_Exercise instructions_.
Reproduce the following records line for line, without changing anything.

_Record list_.

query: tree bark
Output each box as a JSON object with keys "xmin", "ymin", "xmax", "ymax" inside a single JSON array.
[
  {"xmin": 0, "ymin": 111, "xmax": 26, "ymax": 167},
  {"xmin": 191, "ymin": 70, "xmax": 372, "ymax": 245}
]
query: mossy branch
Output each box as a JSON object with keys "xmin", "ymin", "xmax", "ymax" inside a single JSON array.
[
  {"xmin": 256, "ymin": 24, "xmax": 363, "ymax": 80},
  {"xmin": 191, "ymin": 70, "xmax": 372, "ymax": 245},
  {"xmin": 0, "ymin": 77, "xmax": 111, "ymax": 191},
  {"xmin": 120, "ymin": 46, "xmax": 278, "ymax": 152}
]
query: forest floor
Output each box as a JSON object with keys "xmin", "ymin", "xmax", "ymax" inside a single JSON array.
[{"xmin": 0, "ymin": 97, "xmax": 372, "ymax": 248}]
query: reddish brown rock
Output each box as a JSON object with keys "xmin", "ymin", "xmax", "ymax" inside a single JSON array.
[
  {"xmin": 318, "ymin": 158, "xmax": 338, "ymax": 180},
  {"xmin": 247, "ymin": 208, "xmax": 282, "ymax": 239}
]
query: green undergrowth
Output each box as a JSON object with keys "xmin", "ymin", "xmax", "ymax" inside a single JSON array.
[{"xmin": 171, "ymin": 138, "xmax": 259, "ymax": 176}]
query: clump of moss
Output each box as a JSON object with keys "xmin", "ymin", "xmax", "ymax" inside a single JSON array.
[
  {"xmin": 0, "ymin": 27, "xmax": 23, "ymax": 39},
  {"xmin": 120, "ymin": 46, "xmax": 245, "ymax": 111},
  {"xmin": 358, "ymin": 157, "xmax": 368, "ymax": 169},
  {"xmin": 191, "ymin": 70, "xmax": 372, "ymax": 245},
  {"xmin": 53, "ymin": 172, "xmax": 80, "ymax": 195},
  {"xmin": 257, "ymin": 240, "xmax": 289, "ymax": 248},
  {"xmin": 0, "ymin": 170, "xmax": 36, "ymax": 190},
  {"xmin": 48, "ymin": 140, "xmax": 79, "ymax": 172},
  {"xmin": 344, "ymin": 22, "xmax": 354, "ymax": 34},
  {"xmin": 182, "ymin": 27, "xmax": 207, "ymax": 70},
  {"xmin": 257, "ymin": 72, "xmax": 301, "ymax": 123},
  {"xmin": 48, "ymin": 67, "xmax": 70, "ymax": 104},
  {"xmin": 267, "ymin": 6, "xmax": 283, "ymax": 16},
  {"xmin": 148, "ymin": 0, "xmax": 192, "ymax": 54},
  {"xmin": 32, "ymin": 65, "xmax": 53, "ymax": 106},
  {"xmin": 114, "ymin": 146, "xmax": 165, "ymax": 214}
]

_Response to this task_.
query: tree bark
Output each box as a JSON object with keys "xmin", "ymin", "xmax", "ymax" inside a single JSON array.
[
  {"xmin": 0, "ymin": 111, "xmax": 26, "ymax": 167},
  {"xmin": 191, "ymin": 70, "xmax": 372, "ymax": 245}
]
query: mossy branch
Output each box as a JSON object with keys "xmin", "ymin", "xmax", "ymax" inside a single JSON array.
[
  {"xmin": 256, "ymin": 24, "xmax": 363, "ymax": 80},
  {"xmin": 191, "ymin": 70, "xmax": 372, "ymax": 245},
  {"xmin": 0, "ymin": 77, "xmax": 111, "ymax": 191},
  {"xmin": 120, "ymin": 46, "xmax": 278, "ymax": 152}
]
query: forest floor
Output each box as a JSON object with keys "xmin", "ymin", "xmax", "ymax" inside a single JSON array.
[{"xmin": 0, "ymin": 97, "xmax": 372, "ymax": 248}]
query: reddish brown rock
Output each box as a JSON object with keys "xmin", "ymin", "xmax", "ymax" inside a single JSON array.
[
  {"xmin": 318, "ymin": 158, "xmax": 338, "ymax": 180},
  {"xmin": 247, "ymin": 208, "xmax": 282, "ymax": 239}
]
query: green undergrowth
Output each box as a JSON object with keys "xmin", "ymin", "xmax", "ymax" inside a single JSON array.
[{"xmin": 171, "ymin": 138, "xmax": 259, "ymax": 176}]
query: clump of moss
Output each box as a JSON object with keys "xmin", "ymin", "xmax", "ymax" inside a single JSON array.
[
  {"xmin": 0, "ymin": 27, "xmax": 23, "ymax": 39},
  {"xmin": 120, "ymin": 46, "xmax": 245, "ymax": 111},
  {"xmin": 358, "ymin": 157, "xmax": 368, "ymax": 169},
  {"xmin": 191, "ymin": 70, "xmax": 372, "ymax": 245},
  {"xmin": 53, "ymin": 172, "xmax": 80, "ymax": 195},
  {"xmin": 257, "ymin": 240, "xmax": 289, "ymax": 248},
  {"xmin": 0, "ymin": 170, "xmax": 36, "ymax": 190},
  {"xmin": 48, "ymin": 140, "xmax": 79, "ymax": 172},
  {"xmin": 344, "ymin": 22, "xmax": 354, "ymax": 34},
  {"xmin": 182, "ymin": 27, "xmax": 207, "ymax": 70},
  {"xmin": 257, "ymin": 72, "xmax": 301, "ymax": 123},
  {"xmin": 48, "ymin": 67, "xmax": 70, "ymax": 104},
  {"xmin": 267, "ymin": 6, "xmax": 283, "ymax": 16},
  {"xmin": 148, "ymin": 0, "xmax": 192, "ymax": 54},
  {"xmin": 32, "ymin": 65, "xmax": 53, "ymax": 106},
  {"xmin": 114, "ymin": 146, "xmax": 165, "ymax": 214}
]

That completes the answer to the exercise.